Zeigeeinträge für benannte Objekte:
# # # # #

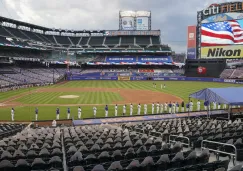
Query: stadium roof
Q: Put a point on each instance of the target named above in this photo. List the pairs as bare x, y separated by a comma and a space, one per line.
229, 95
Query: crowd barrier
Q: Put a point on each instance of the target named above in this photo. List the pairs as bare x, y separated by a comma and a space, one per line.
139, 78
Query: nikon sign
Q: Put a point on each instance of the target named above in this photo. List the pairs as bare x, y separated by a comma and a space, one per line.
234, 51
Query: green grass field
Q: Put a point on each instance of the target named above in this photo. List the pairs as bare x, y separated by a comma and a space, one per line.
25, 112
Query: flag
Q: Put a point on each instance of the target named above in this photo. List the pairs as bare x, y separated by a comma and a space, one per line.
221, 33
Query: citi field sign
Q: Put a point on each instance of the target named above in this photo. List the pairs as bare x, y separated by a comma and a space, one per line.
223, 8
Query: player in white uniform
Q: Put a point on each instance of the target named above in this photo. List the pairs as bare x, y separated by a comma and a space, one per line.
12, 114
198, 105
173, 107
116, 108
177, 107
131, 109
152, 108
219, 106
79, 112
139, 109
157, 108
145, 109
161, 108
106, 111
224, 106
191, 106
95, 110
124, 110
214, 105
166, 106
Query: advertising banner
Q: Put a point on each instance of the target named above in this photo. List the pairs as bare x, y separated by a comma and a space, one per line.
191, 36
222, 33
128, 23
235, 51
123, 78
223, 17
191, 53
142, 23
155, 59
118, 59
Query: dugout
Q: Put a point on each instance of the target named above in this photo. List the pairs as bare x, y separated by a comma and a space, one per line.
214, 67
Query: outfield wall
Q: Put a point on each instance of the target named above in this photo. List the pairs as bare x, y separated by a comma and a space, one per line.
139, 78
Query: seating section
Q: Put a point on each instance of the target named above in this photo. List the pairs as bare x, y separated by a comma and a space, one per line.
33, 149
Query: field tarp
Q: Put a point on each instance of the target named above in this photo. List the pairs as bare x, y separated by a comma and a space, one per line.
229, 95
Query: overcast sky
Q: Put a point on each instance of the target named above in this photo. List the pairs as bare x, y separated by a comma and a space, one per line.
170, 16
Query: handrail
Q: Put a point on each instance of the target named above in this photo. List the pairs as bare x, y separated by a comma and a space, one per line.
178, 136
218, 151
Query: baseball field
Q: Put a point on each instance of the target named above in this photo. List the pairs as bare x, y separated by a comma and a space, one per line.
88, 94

# # # # #

## [AUFGABENDETAILS]
Übertrage jede Zeile der obigen Auflistung in eine Markdown-Tabelle mit den Spalten „Nr“ für die fortlaufende Nummer und „Zeile“ für den Text; Leerzeilen entfallen. Bilder werden nicht übernommen.

## [VOLLSTÄNDIGE ANTWORT]
| Nr | Zeile |
|---|---|
| 1 | Query: stadium roof |
| 2 | Q: Put a point on each instance of the target named above in this photo. List the pairs as bare x, y separated by a comma and a space, one per line. |
| 3 | 229, 95 |
| 4 | Query: crowd barrier |
| 5 | Q: Put a point on each instance of the target named above in this photo. List the pairs as bare x, y separated by a comma and a space, one per line. |
| 6 | 139, 78 |
| 7 | Query: nikon sign |
| 8 | Q: Put a point on each instance of the target named above in this photo. List the pairs as bare x, y separated by a comma and a space, one per line. |
| 9 | 234, 51 |
| 10 | Query: green grass field |
| 11 | Q: Put a point on each instance of the target named above in this photo. List the pairs as bare x, y separated by a comma and a space, one per line. |
| 12 | 25, 112 |
| 13 | Query: flag |
| 14 | Q: Put a point on each instance of the target named above in this photo. List the pairs as bare x, y separated by a comma and a space, one per line. |
| 15 | 221, 33 |
| 16 | Query: citi field sign |
| 17 | Q: Put a point on each instance of the target named above in this photo. List the pairs as bare x, y separated by a comma and a space, one per line. |
| 18 | 223, 8 |
| 19 | Query: player in white uniform |
| 20 | Q: Put a point on each instance of the target named above in this photo. List the pairs as bare x, y separated by a comma and a space, one per line. |
| 21 | 12, 114 |
| 22 | 198, 105 |
| 23 | 173, 107 |
| 24 | 116, 108 |
| 25 | 177, 107 |
| 26 | 131, 109 |
| 27 | 152, 108 |
| 28 | 219, 106 |
| 29 | 79, 112 |
| 30 | 139, 109 |
| 31 | 157, 108 |
| 32 | 145, 109 |
| 33 | 161, 108 |
| 34 | 106, 111 |
| 35 | 224, 106 |
| 36 | 191, 106 |
| 37 | 95, 110 |
| 38 | 124, 110 |
| 39 | 214, 105 |
| 40 | 166, 106 |
| 41 | Query: advertising banner |
| 42 | Q: Put a point on each instance of the target named above in this photo. List the pairs as bare x, y separated by a comma and a space, one per line. |
| 43 | 191, 36 |
| 44 | 222, 33 |
| 45 | 128, 23 |
| 46 | 235, 51 |
| 47 | 123, 78 |
| 48 | 223, 17 |
| 49 | 191, 53 |
| 50 | 142, 23 |
| 51 | 155, 59 |
| 52 | 118, 59 |
| 53 | Query: dugout |
| 54 | Q: Put a point on each instance of the target named above in this photo. List the pairs as bare x, y separated by a comma and a space, one per line. |
| 55 | 214, 67 |
| 56 | Query: outfield wall |
| 57 | Q: Put a point on each instance of the target named above in this photo. List the pairs as bare x, y separated by a comma and a space, one per line. |
| 58 | 139, 78 |
| 59 | Query: seating section |
| 60 | Q: Put a point on each instance of the target named above in this photo. List the pairs as bare x, y separated by a comma and a space, one per line. |
| 61 | 33, 149 |
| 62 | Query: field tarp |
| 63 | Q: Put a point on each instance of the target named above in this photo. List the pairs as bare x, y separated by a comma and a space, one per line. |
| 64 | 229, 95 |
| 65 | Query: overcast sky |
| 66 | Q: Put a point on each instance of the target named above in this photo. List the pairs as bare x, y separated by a comma and a space, one per line. |
| 67 | 170, 16 |
| 68 | Query: handrail |
| 69 | Q: Put a point on each instance of the target named above in this photo. List the pairs as bare x, y separated by a comma and a space, one per line. |
| 70 | 178, 136 |
| 71 | 218, 151 |
| 72 | Query: baseball field |
| 73 | Q: Put a point on each instance of the target named above in this photo. List the pairs as bare x, y separated by a comma and a space, one per line. |
| 74 | 88, 94 |